Short exercise: Quote the entries below exactly, starting with the line that contains "Can you locate the battered" and continuing through the last line.

++++ Records for this task

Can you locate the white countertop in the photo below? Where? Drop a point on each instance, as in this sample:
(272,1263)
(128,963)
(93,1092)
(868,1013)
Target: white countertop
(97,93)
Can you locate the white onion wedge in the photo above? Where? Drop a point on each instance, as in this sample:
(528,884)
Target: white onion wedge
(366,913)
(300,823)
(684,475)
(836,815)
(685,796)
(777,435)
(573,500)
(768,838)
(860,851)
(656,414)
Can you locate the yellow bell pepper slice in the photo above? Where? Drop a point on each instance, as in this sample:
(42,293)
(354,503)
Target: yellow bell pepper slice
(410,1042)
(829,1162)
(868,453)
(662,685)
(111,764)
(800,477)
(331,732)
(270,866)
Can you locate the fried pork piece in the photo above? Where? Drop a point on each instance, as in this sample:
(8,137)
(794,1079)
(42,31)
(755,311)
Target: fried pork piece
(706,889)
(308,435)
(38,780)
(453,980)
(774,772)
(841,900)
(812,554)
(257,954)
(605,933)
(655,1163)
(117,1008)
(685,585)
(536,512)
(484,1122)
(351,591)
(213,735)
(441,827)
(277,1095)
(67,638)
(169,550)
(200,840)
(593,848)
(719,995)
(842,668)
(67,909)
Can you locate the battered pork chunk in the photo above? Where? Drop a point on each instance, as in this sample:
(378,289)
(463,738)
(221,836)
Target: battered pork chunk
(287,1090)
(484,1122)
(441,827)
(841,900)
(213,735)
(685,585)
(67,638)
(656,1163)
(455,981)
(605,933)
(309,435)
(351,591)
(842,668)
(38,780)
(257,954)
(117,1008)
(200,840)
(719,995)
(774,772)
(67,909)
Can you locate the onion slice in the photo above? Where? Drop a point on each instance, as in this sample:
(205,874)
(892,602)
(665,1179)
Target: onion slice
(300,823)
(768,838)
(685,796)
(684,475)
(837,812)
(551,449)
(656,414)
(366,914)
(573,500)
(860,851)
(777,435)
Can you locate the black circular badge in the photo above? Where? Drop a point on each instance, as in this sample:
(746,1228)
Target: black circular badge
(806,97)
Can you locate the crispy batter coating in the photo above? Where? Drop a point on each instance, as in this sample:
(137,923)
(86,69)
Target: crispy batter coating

++++++++

Exercise result:
Can you locate the battered pork chunk in the photo above? Where? Drop a point on each instance, as in this sample:
(378,289)
(463,738)
(221,836)
Target: battered pork chunk
(287,1090)
(484,1122)
(441,827)
(841,900)
(213,735)
(685,585)
(67,638)
(656,1163)
(455,981)
(605,933)
(309,435)
(351,591)
(842,668)
(38,780)
(257,954)
(117,1008)
(200,840)
(719,995)
(774,772)
(67,909)
Can you locate the onion slice in the photo above? Where? Drop a point on each instance, as in this sample:
(205,874)
(892,602)
(665,1179)
Target: onion slice
(300,823)
(768,838)
(685,796)
(684,475)
(837,812)
(551,449)
(656,414)
(366,914)
(573,500)
(860,851)
(777,435)
Can you locate the black circular badge in the photo above? Where? Drop a point on each instance, as in this sample:
(746,1228)
Target: black circular badge
(806,97)
Can you locate the crispy batter coating in the photo above? Where? Drop a point on each instance, as in this sample:
(137,923)
(86,69)
Target: crispy batter coating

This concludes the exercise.